All that is wanted is the span of lines from the one with "Locate the small" to the last line of the data, copied exactly.

········

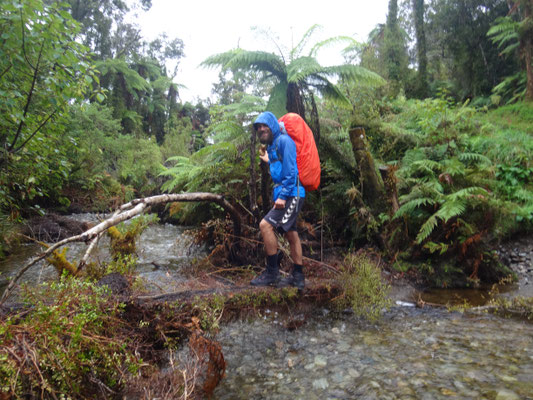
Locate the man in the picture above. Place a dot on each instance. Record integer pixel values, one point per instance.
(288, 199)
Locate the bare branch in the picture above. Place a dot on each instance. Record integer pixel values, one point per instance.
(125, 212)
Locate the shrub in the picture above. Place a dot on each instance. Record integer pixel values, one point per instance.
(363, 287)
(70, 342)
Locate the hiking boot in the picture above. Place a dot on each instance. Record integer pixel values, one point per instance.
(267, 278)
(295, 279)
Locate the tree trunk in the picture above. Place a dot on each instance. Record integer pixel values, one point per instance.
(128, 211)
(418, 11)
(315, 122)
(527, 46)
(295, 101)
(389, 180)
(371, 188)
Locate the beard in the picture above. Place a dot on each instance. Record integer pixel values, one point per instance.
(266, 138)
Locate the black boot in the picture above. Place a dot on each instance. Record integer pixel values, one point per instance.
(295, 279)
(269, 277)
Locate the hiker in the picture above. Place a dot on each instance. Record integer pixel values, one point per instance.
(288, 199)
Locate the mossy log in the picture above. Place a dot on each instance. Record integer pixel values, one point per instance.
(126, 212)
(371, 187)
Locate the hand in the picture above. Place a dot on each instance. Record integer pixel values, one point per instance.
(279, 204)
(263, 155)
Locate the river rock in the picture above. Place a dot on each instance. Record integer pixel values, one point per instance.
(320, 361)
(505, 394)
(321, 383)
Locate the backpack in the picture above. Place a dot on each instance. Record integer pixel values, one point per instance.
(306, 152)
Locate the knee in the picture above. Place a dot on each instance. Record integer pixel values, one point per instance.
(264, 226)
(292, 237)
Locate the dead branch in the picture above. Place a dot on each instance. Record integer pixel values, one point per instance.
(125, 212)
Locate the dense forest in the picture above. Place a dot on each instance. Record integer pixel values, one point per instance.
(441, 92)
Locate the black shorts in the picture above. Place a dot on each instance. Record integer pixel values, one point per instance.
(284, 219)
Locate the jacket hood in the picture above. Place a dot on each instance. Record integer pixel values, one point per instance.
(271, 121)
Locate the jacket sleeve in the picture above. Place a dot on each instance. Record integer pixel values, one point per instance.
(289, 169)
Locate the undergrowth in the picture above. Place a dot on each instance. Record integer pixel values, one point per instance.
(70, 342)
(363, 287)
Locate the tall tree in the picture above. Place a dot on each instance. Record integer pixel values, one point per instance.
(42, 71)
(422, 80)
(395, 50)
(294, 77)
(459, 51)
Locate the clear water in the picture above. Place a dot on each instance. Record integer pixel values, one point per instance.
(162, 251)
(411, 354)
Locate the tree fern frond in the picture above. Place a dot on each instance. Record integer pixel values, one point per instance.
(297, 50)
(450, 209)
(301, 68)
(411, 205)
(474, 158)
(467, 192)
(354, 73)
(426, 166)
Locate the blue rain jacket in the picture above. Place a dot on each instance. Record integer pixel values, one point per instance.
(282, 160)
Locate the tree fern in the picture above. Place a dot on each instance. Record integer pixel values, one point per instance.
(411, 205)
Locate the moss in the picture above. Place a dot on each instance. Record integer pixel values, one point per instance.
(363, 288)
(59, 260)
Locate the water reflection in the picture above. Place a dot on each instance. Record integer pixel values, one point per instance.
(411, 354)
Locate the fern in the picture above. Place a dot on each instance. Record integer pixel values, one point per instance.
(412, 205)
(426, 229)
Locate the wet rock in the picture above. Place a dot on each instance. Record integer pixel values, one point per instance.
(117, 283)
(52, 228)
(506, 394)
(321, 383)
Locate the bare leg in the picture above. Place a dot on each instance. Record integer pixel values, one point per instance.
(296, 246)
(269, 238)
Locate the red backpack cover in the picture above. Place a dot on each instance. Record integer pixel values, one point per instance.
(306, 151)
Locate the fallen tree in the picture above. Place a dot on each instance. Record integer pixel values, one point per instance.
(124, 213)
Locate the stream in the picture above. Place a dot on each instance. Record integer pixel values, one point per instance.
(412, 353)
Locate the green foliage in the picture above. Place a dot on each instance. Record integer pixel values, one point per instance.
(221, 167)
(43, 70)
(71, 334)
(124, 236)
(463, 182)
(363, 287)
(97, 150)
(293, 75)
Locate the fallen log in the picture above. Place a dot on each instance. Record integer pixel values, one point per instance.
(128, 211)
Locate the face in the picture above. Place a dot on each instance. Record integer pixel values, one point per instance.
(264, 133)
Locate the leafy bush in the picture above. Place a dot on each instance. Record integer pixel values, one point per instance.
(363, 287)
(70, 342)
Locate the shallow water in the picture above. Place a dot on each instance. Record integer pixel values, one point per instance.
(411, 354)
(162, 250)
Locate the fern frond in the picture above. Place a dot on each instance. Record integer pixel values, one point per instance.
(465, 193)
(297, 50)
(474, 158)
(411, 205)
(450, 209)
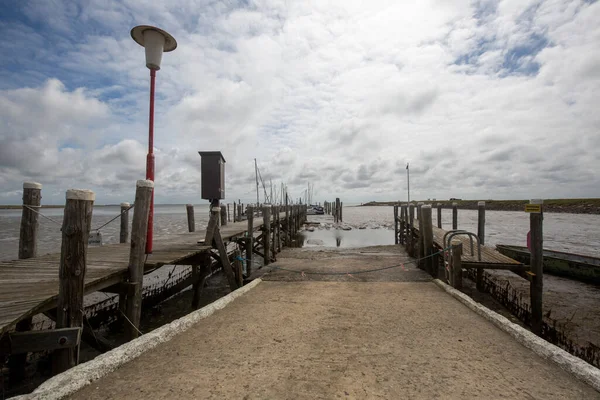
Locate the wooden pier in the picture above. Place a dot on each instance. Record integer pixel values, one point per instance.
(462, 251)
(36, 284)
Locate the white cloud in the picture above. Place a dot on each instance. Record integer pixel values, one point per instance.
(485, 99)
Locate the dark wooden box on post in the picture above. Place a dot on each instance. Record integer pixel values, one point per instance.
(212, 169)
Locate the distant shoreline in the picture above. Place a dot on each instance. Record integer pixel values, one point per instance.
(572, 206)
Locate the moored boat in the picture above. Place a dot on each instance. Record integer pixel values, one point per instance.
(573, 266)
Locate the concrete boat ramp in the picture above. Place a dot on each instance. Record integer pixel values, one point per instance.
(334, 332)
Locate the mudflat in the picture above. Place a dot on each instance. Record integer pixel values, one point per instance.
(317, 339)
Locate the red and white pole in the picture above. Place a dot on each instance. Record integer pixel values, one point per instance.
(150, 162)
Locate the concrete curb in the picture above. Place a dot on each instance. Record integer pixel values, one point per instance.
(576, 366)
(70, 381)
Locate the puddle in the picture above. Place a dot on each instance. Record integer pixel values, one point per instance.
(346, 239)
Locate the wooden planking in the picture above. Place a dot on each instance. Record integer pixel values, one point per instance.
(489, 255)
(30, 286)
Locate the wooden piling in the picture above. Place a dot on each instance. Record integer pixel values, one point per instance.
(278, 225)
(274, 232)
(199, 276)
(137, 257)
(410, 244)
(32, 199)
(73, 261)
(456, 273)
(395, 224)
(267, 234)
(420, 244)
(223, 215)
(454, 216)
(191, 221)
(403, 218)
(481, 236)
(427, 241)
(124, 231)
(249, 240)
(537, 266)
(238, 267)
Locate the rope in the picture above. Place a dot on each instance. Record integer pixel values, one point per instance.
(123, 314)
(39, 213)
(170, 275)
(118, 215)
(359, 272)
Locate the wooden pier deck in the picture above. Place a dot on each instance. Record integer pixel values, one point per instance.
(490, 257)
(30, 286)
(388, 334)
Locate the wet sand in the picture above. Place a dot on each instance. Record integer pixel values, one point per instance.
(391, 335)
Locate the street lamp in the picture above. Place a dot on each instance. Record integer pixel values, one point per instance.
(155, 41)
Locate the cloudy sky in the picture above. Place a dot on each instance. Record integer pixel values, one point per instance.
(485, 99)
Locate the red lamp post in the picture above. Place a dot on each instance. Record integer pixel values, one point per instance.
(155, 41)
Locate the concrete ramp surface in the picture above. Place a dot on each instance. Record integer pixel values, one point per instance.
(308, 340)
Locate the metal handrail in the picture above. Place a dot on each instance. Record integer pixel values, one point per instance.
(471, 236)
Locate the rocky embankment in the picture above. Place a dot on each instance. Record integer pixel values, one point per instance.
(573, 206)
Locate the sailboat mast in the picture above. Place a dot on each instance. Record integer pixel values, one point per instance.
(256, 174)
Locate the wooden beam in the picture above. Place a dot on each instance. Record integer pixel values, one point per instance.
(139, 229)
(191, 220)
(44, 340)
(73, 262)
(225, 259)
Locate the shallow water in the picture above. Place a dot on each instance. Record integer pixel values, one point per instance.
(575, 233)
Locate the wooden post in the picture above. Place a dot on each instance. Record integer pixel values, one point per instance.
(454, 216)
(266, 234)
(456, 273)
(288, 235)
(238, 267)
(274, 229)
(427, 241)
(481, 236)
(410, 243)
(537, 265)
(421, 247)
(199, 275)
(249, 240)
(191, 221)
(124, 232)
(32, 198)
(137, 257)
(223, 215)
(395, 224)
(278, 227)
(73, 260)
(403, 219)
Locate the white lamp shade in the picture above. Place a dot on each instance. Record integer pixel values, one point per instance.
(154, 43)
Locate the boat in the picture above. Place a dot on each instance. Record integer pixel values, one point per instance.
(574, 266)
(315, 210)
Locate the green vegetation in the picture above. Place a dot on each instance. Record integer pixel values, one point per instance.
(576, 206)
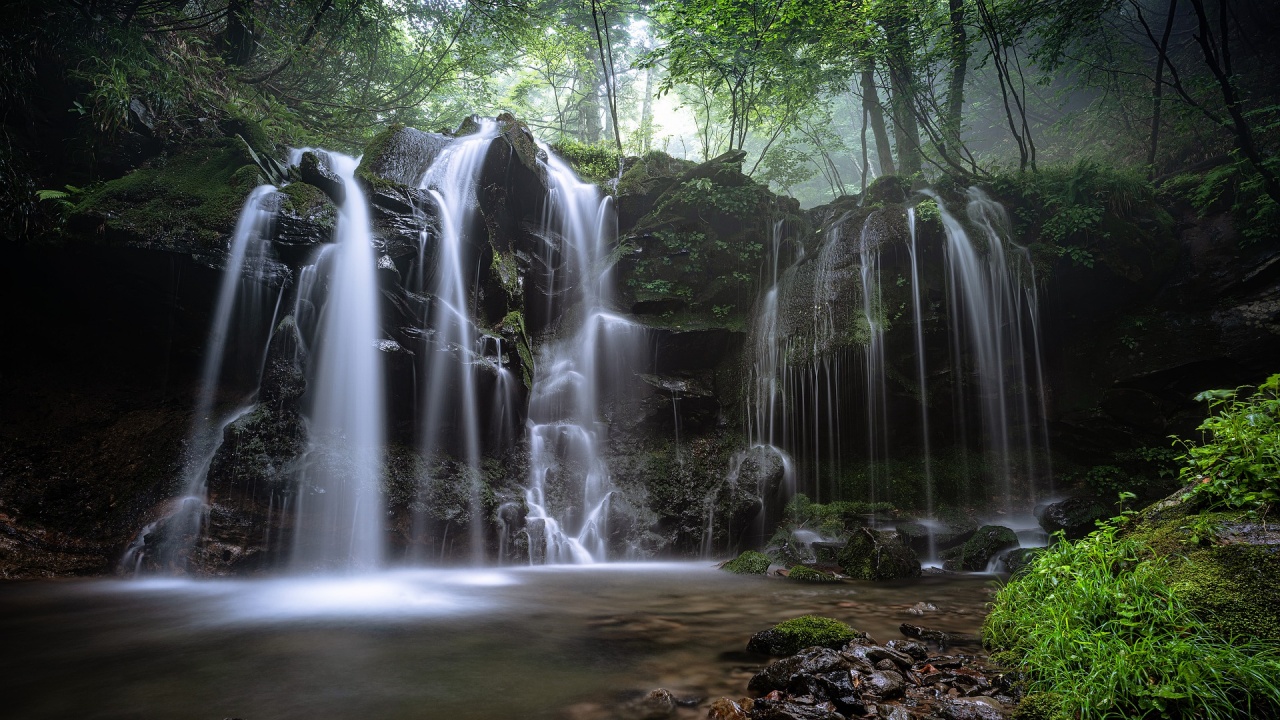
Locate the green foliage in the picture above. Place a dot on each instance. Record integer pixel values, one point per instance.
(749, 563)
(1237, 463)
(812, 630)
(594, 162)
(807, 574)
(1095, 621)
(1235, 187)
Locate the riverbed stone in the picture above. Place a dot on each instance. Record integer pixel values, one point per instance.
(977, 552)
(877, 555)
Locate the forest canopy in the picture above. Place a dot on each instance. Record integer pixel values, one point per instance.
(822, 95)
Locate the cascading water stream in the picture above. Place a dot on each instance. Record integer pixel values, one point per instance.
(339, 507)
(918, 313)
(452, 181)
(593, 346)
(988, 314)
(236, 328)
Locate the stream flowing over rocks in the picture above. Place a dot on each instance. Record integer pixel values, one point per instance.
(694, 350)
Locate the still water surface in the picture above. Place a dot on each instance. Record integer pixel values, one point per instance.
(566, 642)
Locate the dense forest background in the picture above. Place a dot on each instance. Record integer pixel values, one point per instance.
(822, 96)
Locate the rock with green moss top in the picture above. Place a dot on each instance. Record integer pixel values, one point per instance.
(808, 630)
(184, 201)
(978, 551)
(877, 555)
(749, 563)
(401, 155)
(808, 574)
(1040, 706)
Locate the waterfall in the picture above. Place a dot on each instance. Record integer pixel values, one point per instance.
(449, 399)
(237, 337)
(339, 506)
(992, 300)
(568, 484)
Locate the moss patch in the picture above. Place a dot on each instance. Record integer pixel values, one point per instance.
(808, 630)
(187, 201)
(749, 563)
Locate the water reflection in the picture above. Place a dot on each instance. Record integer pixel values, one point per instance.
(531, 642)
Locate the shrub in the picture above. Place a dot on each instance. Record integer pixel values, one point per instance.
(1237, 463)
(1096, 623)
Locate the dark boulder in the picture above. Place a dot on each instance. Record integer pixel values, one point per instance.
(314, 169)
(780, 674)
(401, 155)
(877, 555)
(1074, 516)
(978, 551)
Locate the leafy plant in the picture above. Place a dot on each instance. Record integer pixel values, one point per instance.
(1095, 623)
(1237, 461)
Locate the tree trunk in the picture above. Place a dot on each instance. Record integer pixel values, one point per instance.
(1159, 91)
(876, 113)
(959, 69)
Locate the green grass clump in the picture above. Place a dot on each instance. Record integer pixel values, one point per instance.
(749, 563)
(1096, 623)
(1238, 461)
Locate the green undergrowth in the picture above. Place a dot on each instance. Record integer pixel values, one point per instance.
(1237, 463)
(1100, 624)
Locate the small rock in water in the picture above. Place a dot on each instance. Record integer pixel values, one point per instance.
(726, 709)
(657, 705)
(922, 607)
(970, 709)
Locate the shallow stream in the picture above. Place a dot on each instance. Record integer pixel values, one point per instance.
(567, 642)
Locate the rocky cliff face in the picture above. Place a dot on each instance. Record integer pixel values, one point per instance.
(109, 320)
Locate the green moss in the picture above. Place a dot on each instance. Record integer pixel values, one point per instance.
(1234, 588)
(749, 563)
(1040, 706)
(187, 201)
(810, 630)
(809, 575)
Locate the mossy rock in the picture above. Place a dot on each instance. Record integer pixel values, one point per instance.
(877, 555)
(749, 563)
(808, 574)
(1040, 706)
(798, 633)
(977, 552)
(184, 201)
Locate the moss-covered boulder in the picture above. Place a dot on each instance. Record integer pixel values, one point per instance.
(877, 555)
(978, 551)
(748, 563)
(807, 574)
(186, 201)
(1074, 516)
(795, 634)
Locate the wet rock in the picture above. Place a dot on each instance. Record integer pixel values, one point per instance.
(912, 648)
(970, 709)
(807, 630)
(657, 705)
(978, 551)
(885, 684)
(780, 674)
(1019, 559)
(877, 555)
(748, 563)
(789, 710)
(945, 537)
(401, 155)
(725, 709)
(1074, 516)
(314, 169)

········

- Task solution:
Locate the small rock in water in the picture above. Place a dot on each instance. Record integer pixel values, one point per instance.
(726, 709)
(657, 705)
(922, 607)
(970, 709)
Locate the shallow stream in the picture above. Place a dot on each instance. Record integer pixel values, one point per instance.
(567, 642)
Locate the rocky cliff face in the picture above. Place a dot on each instance. Record integer pixel values, one point per instance.
(109, 320)
Locate the green moss in the picture above. Place a dot on each instance. Record integer pixel values, one point per instance.
(1234, 588)
(749, 563)
(1040, 706)
(187, 201)
(810, 630)
(809, 575)
Locate the mossy rock in the picture above. Place a dot on each instance. Record integer pixel values, one point per instance.
(877, 555)
(749, 563)
(808, 574)
(1040, 706)
(798, 633)
(977, 552)
(184, 201)
Locate the moss-covered boulder in the picture above. Place a dot on each instance. Record integer pixel values, one point per instance.
(877, 555)
(978, 551)
(748, 563)
(807, 574)
(186, 201)
(1074, 516)
(795, 634)
Locate the wet rock in the picture above. Place a dot on each instance. Record integer pixel values, one point per instance.
(912, 648)
(970, 709)
(807, 630)
(657, 705)
(978, 551)
(885, 684)
(780, 674)
(1019, 559)
(877, 555)
(748, 563)
(789, 710)
(945, 537)
(401, 155)
(725, 709)
(1074, 516)
(314, 169)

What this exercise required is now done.